* Data for the task
########

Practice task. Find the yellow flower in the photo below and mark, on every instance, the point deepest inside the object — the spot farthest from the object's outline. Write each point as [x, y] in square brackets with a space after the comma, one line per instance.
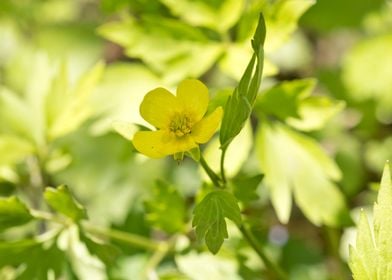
[179, 119]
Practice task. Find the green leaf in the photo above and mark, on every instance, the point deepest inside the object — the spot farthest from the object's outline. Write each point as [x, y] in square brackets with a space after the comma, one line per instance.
[13, 213]
[220, 16]
[107, 253]
[166, 208]
[118, 97]
[36, 258]
[13, 149]
[281, 20]
[239, 105]
[366, 55]
[68, 109]
[283, 100]
[371, 257]
[61, 200]
[315, 112]
[170, 47]
[295, 164]
[245, 187]
[209, 218]
[13, 115]
[291, 102]
[236, 154]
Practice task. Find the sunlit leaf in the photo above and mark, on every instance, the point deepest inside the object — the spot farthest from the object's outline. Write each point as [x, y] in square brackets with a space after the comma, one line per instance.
[13, 213]
[281, 20]
[105, 252]
[209, 218]
[166, 208]
[13, 149]
[118, 97]
[295, 165]
[75, 102]
[364, 56]
[245, 187]
[239, 105]
[315, 112]
[62, 201]
[236, 154]
[206, 13]
[370, 259]
[283, 100]
[170, 47]
[204, 266]
[36, 260]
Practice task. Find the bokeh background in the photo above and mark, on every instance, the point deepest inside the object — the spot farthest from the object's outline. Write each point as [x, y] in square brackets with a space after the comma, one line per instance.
[97, 59]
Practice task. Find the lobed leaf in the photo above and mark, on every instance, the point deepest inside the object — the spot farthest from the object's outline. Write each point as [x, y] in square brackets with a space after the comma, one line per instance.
[13, 213]
[239, 105]
[209, 218]
[61, 200]
[371, 257]
[295, 164]
[166, 208]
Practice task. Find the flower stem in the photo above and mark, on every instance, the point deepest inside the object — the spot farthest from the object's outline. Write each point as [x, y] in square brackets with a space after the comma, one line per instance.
[273, 268]
[214, 178]
[252, 241]
[222, 165]
[125, 237]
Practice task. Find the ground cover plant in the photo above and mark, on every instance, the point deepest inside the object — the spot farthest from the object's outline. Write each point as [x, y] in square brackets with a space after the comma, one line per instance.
[193, 139]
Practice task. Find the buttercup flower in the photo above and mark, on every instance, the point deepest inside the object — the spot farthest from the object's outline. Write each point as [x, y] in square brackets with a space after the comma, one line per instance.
[179, 119]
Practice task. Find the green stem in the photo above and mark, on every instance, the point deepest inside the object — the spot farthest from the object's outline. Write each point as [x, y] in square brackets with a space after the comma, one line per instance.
[222, 165]
[125, 237]
[271, 266]
[247, 234]
[214, 178]
[156, 258]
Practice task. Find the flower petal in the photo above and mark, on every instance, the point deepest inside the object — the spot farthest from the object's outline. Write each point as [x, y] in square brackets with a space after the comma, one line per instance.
[157, 144]
[180, 144]
[150, 143]
[158, 106]
[193, 96]
[204, 129]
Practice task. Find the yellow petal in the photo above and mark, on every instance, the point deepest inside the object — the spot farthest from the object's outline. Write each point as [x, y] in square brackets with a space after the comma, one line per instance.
[204, 129]
[157, 144]
[158, 106]
[150, 143]
[193, 96]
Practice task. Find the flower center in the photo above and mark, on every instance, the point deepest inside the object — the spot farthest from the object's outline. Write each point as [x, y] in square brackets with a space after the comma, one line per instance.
[180, 125]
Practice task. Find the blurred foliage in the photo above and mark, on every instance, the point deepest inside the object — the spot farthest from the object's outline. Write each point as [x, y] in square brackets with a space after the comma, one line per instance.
[307, 131]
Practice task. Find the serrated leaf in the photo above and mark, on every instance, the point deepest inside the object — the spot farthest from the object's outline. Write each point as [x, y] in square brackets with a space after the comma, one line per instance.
[71, 106]
[315, 112]
[13, 149]
[371, 258]
[36, 258]
[283, 100]
[236, 154]
[206, 13]
[166, 208]
[239, 105]
[13, 213]
[377, 86]
[13, 114]
[61, 200]
[170, 47]
[245, 187]
[295, 164]
[107, 253]
[209, 218]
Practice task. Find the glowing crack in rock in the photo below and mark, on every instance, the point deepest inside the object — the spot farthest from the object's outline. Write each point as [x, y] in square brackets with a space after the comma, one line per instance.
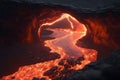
[64, 43]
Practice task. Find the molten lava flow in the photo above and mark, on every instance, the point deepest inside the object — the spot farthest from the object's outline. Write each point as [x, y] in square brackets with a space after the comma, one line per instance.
[64, 43]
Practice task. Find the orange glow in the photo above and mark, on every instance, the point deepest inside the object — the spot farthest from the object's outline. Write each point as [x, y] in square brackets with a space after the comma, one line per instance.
[64, 43]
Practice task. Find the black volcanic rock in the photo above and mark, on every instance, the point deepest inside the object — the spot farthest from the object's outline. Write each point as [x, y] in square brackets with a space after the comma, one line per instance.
[105, 69]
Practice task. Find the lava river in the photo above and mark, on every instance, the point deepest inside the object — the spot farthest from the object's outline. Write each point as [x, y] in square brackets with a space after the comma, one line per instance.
[63, 43]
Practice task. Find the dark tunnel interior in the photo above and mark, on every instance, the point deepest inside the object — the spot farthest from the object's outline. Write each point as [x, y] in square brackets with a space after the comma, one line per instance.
[20, 44]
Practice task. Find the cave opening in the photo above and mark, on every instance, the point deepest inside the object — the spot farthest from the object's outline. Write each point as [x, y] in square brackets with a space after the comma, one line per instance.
[99, 36]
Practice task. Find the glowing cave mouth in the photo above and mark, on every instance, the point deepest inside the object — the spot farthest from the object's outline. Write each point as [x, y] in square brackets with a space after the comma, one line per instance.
[64, 43]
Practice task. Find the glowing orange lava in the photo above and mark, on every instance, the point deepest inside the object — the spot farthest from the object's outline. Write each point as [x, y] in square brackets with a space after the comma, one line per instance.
[64, 43]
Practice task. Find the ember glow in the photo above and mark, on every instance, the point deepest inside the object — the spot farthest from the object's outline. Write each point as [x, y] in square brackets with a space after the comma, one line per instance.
[64, 44]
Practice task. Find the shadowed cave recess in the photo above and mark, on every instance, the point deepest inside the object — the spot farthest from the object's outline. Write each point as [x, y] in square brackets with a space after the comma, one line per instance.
[22, 45]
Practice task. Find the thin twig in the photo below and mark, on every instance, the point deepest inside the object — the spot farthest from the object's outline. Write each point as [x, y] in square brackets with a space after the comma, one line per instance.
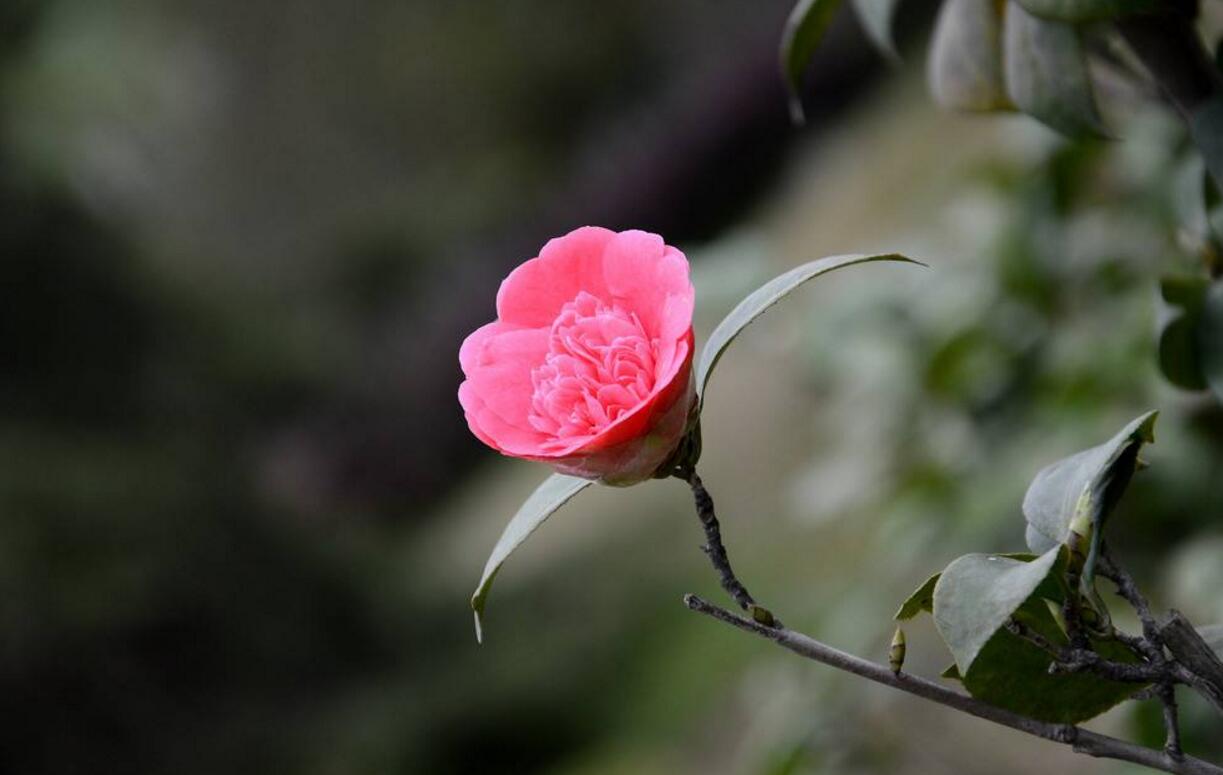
[1079, 660]
[713, 545]
[1082, 741]
[1172, 726]
[1125, 587]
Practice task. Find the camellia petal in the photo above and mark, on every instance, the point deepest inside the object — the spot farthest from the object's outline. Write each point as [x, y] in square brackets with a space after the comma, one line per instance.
[588, 364]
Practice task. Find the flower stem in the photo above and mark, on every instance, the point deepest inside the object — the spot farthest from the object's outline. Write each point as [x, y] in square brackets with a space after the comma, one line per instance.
[713, 545]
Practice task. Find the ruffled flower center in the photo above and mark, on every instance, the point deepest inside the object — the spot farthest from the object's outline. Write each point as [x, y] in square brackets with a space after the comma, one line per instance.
[599, 364]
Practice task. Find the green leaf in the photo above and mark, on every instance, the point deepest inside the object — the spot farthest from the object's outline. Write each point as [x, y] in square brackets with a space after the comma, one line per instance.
[1210, 336]
[1101, 472]
[1079, 11]
[1047, 72]
[922, 599]
[804, 29]
[972, 602]
[768, 295]
[876, 17]
[977, 593]
[1013, 674]
[1213, 637]
[548, 498]
[965, 67]
[1206, 126]
[1179, 344]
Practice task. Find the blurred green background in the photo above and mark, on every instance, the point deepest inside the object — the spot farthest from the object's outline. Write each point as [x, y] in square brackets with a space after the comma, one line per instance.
[241, 515]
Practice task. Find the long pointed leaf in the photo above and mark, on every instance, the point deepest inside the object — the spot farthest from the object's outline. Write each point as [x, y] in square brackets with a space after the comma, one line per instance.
[548, 498]
[768, 295]
[804, 29]
[1047, 72]
[876, 17]
[965, 69]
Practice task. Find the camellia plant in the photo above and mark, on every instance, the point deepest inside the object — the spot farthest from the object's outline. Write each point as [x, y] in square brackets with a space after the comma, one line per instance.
[591, 368]
[588, 368]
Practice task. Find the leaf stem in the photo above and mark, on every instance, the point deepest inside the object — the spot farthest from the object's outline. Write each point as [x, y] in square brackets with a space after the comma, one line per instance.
[1082, 741]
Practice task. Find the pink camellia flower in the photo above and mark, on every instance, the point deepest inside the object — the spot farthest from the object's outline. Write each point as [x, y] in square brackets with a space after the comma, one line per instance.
[588, 366]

########

* Task prompt
Locate the line that contains "Practice task. Find the blurred green", then please quote it and every line after it to the end of the entries above, exactly and with nothing else.

* Answer to the task
Practice task. Find the blurred green background in the photo above and mark, on every instance, the point deepest inside the object — the spot farthest from the object's outline. Write each point as [x, y] in square brackets with a space after the comma, one line per instance.
[241, 515]
Practice task. Find the long pointed leaf in the photo above and mark, on every instance, the point deepest inside the object — the spot farthest from the object's outline. Write each point as [x, y] in square brackets with a space after the comma, one line per instance.
[548, 498]
[768, 295]
[804, 29]
[1047, 72]
[876, 17]
[965, 69]
Practice task. Find the camellia plant in the photo above and mark, on every instance, the point deepest inside the object — the spot farthest from the object's outline. Write each point as [x, y] in square brackets with a space after the comma, one line per instance.
[591, 368]
[588, 368]
Practice task. Find the leaf stem in the photo above and mark, on every instance, the point deepest inside the object — the spot farthest from the object's outline. Write each point as [x, y] in square brackets with a space after the comma, one line per instance.
[1082, 741]
Practice task. Find the pink camellia flower in the photo above and mark, on every instance, the point deepest inside the object — the spot farthest from the object's outline. Write each point as [x, y] in square brackets with a space after the comma, one line per instance.
[588, 366]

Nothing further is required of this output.